> [TASK REQUIREMENTS]:
Pick up the post about psychologist James Mitchell and the CIA interrogation program after its last sentence and keep writing it.

> [PASSAGE TO READ]:
___

James Mitchell: "I'm just a guy who got asked to torture people for the Fatherland" http://t.co/m82RoCLCvn
— billmon (@billmon1) April 18, 2014
Just in time for the Christian observance of Good Friday, because Pontius Pilate was another government contractor who caught undeserved flack for dutifully handling terrorist suspects according to procedure. From the Guardian article:
Dr James Elmer Mitchell has been called a war criminal and a torturer. He has been the subject of an ethics complaint, and his methods have been criticized in reports by two congressional committees and by the CIA’s internal watchdog.
But the retired air force psychologist insists he is not the monster many have portrayed him to be.
“The narrative that’s out there is, I walked up to the gate of the CIA, knocked on the door and said: ‘Let me in, I want to torture people, and I can show you how to do it.’ Or someone put out an ad on Craigslist that said, ‘Wanted: psychologist who is willing to design torture program.’ It’s a lot more complicated than that,” Mitchell told the Guardian in his first public comments since he was linked to the CIA’s enhanced interrogation program seven years ago.

___

> [INPUT DATA]:

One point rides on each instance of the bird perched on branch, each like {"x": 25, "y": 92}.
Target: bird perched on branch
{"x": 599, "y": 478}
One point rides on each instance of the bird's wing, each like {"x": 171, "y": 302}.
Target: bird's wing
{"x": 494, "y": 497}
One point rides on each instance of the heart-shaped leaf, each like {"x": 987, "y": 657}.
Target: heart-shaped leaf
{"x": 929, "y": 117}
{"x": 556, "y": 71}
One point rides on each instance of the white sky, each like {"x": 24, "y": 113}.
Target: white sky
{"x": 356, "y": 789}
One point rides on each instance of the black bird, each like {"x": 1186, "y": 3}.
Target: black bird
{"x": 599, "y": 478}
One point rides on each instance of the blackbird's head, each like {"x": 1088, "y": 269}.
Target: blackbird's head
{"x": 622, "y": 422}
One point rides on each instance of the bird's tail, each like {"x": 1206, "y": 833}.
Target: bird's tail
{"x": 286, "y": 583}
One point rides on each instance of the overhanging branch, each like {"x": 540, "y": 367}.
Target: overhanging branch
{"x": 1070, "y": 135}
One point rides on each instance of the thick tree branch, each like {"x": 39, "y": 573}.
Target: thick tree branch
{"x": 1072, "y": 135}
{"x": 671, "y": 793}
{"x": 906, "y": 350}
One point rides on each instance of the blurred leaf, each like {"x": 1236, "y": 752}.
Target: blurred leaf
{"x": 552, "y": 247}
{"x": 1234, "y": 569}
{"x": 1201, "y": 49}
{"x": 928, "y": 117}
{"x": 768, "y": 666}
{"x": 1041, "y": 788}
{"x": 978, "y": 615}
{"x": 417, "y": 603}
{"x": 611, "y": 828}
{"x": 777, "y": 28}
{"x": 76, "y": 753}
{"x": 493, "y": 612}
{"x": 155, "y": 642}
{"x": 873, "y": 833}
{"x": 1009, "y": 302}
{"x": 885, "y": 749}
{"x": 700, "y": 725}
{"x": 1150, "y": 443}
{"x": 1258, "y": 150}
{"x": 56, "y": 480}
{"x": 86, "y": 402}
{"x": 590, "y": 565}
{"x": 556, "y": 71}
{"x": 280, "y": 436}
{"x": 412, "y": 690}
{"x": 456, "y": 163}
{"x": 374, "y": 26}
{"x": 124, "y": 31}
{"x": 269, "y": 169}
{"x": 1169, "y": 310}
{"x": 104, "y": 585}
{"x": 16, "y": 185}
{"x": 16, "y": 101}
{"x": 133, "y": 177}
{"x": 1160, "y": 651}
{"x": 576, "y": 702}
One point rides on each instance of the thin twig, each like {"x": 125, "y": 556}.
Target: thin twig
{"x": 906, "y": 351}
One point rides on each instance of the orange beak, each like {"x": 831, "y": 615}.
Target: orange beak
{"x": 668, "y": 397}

___

> [OUTPUT OF THE TASK]:
“I’m just a guy who got asked to do something for his country by people at the highest level of government, and I did the best that I could.”
Mitchell is featured prominently in a new report prepared by the Senate select committee on intelligence, which spent five years and more than $40m studying the CIA’s detention and interrogation program.
The findings, according to a summary leaked to McClatchy, are damning: that the agency misled the White House, Congress and the American people; that unauthorised interrogation methods were used; that the legal opinions stating the techniques did not break US torture laws were flawed; and perhaps most significant, that the torture yielded no useful intelligence.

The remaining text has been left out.